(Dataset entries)
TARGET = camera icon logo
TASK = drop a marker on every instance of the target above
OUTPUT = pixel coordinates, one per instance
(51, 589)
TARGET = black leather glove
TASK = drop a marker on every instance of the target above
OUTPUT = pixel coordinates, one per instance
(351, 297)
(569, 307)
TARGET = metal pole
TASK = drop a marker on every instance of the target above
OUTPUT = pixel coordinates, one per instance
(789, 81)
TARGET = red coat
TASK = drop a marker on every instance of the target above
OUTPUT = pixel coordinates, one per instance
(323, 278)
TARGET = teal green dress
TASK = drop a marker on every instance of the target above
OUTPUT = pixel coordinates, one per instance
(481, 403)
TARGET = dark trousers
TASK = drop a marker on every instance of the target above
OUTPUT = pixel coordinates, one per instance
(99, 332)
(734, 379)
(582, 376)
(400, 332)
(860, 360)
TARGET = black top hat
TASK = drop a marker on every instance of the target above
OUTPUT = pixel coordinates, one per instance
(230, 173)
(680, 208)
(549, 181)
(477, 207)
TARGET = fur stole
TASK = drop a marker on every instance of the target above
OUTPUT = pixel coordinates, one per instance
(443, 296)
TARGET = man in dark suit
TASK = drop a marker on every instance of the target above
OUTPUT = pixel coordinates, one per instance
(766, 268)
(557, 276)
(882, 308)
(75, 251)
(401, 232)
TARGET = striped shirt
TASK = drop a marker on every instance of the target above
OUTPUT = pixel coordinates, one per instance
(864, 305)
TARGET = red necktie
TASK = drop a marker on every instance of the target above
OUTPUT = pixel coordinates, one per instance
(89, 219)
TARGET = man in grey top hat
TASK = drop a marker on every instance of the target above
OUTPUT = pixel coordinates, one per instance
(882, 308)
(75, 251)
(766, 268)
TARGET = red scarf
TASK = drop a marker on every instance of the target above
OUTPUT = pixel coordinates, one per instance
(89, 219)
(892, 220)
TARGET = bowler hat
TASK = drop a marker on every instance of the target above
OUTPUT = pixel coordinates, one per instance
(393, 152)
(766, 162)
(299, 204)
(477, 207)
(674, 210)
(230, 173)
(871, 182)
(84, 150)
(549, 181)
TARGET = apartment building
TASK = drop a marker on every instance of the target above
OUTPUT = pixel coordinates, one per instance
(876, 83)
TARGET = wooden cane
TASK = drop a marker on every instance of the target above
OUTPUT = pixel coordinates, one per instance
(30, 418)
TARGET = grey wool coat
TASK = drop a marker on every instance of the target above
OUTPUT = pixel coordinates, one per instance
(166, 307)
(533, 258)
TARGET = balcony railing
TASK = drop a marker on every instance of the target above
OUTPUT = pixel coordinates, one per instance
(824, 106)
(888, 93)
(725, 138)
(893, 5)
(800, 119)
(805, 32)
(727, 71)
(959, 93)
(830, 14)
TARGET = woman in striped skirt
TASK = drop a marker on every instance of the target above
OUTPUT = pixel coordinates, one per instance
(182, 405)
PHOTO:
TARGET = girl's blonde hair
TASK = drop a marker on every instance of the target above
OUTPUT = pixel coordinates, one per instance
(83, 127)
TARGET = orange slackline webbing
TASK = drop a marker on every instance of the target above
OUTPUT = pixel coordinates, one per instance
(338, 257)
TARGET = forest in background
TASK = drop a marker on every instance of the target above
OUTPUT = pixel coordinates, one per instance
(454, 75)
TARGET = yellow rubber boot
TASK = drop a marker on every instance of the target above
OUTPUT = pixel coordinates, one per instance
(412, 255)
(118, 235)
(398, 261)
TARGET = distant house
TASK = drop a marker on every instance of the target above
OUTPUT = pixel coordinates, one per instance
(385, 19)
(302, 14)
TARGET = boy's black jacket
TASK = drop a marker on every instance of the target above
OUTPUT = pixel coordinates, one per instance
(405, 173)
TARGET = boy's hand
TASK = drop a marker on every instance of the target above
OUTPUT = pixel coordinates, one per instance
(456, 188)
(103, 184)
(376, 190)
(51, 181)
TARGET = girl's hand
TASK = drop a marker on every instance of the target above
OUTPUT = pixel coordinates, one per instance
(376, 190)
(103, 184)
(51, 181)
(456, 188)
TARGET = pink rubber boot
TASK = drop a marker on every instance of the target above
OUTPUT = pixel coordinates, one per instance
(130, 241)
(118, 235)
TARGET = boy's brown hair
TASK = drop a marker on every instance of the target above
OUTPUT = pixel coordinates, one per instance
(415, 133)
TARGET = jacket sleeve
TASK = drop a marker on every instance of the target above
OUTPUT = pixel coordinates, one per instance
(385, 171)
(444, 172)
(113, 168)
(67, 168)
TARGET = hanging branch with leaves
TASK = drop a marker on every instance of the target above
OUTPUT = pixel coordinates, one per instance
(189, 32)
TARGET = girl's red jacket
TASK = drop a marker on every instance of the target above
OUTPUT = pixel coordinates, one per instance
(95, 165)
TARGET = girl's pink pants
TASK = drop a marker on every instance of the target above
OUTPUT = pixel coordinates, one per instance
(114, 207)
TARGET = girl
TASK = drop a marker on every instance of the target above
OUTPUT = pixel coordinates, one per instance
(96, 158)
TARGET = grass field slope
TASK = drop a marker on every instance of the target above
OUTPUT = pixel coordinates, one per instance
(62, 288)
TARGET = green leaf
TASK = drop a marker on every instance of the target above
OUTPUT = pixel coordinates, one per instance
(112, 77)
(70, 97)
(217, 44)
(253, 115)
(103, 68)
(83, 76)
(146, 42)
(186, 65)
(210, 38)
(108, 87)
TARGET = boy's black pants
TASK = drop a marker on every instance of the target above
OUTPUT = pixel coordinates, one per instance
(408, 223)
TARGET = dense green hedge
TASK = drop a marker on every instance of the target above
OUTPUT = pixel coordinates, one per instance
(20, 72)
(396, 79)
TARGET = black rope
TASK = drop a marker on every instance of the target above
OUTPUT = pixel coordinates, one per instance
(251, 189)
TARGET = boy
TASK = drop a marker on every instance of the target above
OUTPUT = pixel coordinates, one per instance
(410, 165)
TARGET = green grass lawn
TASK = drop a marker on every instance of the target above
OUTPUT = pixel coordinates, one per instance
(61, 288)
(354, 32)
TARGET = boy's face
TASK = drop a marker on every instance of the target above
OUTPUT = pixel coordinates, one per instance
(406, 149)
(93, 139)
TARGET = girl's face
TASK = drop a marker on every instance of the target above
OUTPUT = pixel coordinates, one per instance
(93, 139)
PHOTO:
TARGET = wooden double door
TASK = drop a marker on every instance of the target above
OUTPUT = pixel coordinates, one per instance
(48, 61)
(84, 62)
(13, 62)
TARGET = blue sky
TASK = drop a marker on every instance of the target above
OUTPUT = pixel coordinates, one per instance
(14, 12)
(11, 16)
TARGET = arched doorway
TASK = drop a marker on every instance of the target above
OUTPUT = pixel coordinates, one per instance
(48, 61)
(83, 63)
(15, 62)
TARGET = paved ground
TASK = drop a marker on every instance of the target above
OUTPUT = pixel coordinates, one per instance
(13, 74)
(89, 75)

▶ [TASK REQUIREMENTS]: Retype the records that precede this task, keeping them exactly the same.

▶ [CORRECT RESULT]:
TARGET = camera icon logo
TASK = drop a marker on every instance of the target above
OUTPUT = pixel coordinates, one per instance
(51, 589)
TARGET = black leather glove
TASK = drop a marker on every instance of the target above
OUTPUT = pixel coordinates, one per instance
(351, 297)
(569, 307)
TARGET = metal pole
TASK = drop a marker on every instance of the target above
OUTPUT = pixel coordinates, one per instance
(789, 81)
TARGET = red coat
TASK = drop a marker on every instance of the target above
OUTPUT = pixel coordinates, one per instance
(323, 278)
TARGET = teal green dress
TASK = drop a marker on every instance of the target above
OUTPUT = pixel coordinates, one per instance
(481, 403)
TARGET = dark trousers
TASK = drop a marker on every instance of the target above
OUTPUT = pixel coordinates, one per instance
(99, 332)
(734, 379)
(582, 376)
(400, 332)
(860, 360)
TARGET = black top hat
TASK = drop a marker on every instance of the target above
OUTPUT = pixel coordinates, one per instance
(230, 173)
(680, 208)
(549, 181)
(477, 207)
TARGET = fur stole
TASK = drop a marker on every instance of the target above
OUTPUT = pixel coordinates, one per instance
(443, 296)
TARGET = man in dark suit
TASK = drop a marker on every instance of the target above
OUTPUT = pixel coordinates, one per instance
(766, 268)
(557, 276)
(882, 308)
(75, 251)
(401, 232)
TARGET = striped shirt
TASK = drop a marker on every instance of the target above
OUTPUT = pixel coordinates, one per instance
(864, 305)
TARGET = red necktie
TASK = drop a marker on every instance of the target above
OUTPUT = pixel coordinates, one per instance
(89, 219)
TARGET = man in grey top hat
TASK = drop a marker on every instance of the target above
OUTPUT = pixel coordinates, one per instance
(882, 308)
(75, 251)
(766, 268)
TARGET = red scarf
TASK = drop a marker on every instance of the target above
OUTPUT = pixel coordinates, one per instance
(89, 219)
(892, 220)
TARGET = bowler hat
TASK = drop a marker on every instance of the target above
OUTPUT = pixel coordinates, one per instance
(393, 152)
(766, 162)
(299, 204)
(477, 207)
(674, 210)
(230, 173)
(871, 182)
(84, 150)
(549, 181)
TARGET = apartment building
TASK = drop a marker on every instance of the target above
OUTPUT = pixel coordinates, one per instance
(876, 83)
TARGET = wooden cane
TASK = drop a marker on every instance of the target above
OUTPUT = pixel coordinates, one per instance
(30, 418)
TARGET = grey wool coat
TASK = drop a marker on every instance of the target above
OUTPUT = pixel coordinates, one per instance
(166, 307)
(533, 258)
TARGET = balcony railing
TASK = drop a marker on every instance of the target above
OUTPUT = pixel coordinates, one per instance
(824, 106)
(888, 93)
(725, 138)
(893, 5)
(800, 119)
(805, 32)
(727, 71)
(959, 93)
(830, 14)
TARGET = woman in striped skirt
TASK = drop a marker on every instance of the target above
OUTPUT = pixel coordinates, one per instance
(182, 405)
PHOTO:
TARGET = girl's blonde hair
TASK = drop a marker on every instance of the target above
OUTPUT = pixel coordinates, one per instance
(83, 127)
TARGET = orange slackline webbing
TASK = drop a marker on every instance of the target above
OUTPUT = pixel coordinates, one per instance
(338, 257)
TARGET = forest in background
TASK = drop a marker on every instance of the target above
OUTPUT = pixel coordinates, one per instance
(454, 75)
TARGET = yellow rubber boot
TASK = drop a marker on every instance of the target above
OUTPUT = pixel coordinates, one per instance
(412, 255)
(118, 235)
(398, 261)
TARGET = distant house
TASK = drop a marker on every instance of the target above
OUTPUT = pixel coordinates, one per instance
(385, 19)
(302, 14)
TARGET = boy's black jacket
TASK = drop a marker on every instance of the target above
OUTPUT = pixel coordinates, one per instance
(405, 173)
TARGET = boy's hand
TASK = drop a marker on every instance of the target above
OUTPUT = pixel coordinates, one per instance
(456, 188)
(103, 184)
(376, 190)
(51, 181)
TARGET = girl's hand
TASK = drop a marker on every instance of the target above
OUTPUT = pixel coordinates, one per instance
(376, 190)
(103, 184)
(51, 181)
(456, 188)
TARGET = pink rubber boot
TASK = drop a marker on every instance of the target above
OUTPUT = pixel coordinates, one per instance
(130, 241)
(118, 235)
TARGET = boy's brown hair
TASK = drop a marker on every instance of the target above
OUTPUT = pixel coordinates, one per instance
(415, 133)
TARGET = jacket sleeve
TASK = drop a marker on every instance of the target above
OUTPUT = pixel coordinates, one per instance
(385, 171)
(444, 172)
(113, 168)
(67, 168)
TARGET = hanging branch with leaves
TASK = drop a marker on every instance of the target above
OUTPUT = pixel coordinates, one per instance
(189, 32)
TARGET = girl's red jacket
TASK = drop a marker on every instance of the target above
OUTPUT = pixel coordinates, one per instance
(95, 165)
TARGET = girl's pink pants
TASK = drop a marker on every instance of the target above
OUTPUT = pixel coordinates, one per instance
(114, 207)
TARGET = girl
TASK = drop a marker on every instance of the target above
OUTPUT = pixel coordinates, one per instance
(96, 158)
TARGET = grass field slope
TASK = drop a marker on every instance of the target above
OUTPUT = pixel coordinates, one per instance
(62, 288)
TARGET = green leaf
TASK = drop a marker on every instance of the target above
OUTPUT = pixel coordinates, one per instance
(112, 77)
(70, 97)
(217, 44)
(253, 115)
(103, 68)
(83, 76)
(146, 42)
(186, 65)
(210, 38)
(108, 87)
TARGET = boy's black pants
TASK = drop a marker on every instance of the target above
OUTPUT = pixel coordinates, one per instance
(408, 223)
TARGET = dense green hedge
TASK = drop a marker on every instance of the target above
OUTPUT = pixel coordinates, one per instance
(20, 72)
(396, 79)
TARGET = black rope
TASK = drop a marker on every instance of the target above
OUTPUT = pixel coordinates, one per instance
(251, 189)
TARGET = boy
TASK = drop a marker on every instance of the target above
OUTPUT = pixel coordinates, one per instance
(410, 165)
TARGET = green grass lawn
TASK = drop a marker on every instance of the target above
OUTPUT = pixel coordinates, one per instance
(61, 288)
(354, 32)
TARGET = boy's face
TASK = drop a marker on every instance of the target above
OUTPUT = pixel coordinates, one per instance
(406, 149)
(93, 139)
TARGET = girl's face
TASK = drop a marker on every instance of the target above
OUTPUT = pixel coordinates, one per instance
(93, 139)
PHOTO:
TARGET = wooden double door
TASK = drop a marker on every instance of the target above
OUTPUT = pixel coordinates, one per instance
(48, 61)
(84, 62)
(13, 62)
TARGET = blue sky
TASK = drop a marker on every instance of the target above
OUTPUT = pixel coordinates, one per instance
(14, 12)
(11, 16)
TARGET = arched doorway
TASK = drop a marker on every instance of the target above
OUTPUT = pixel coordinates, one per instance
(48, 61)
(83, 63)
(15, 62)
TARGET = paved ground
TASK = drop a marker on every instance of the target above
OUTPUT = pixel coordinates, one per instance
(13, 74)
(89, 75)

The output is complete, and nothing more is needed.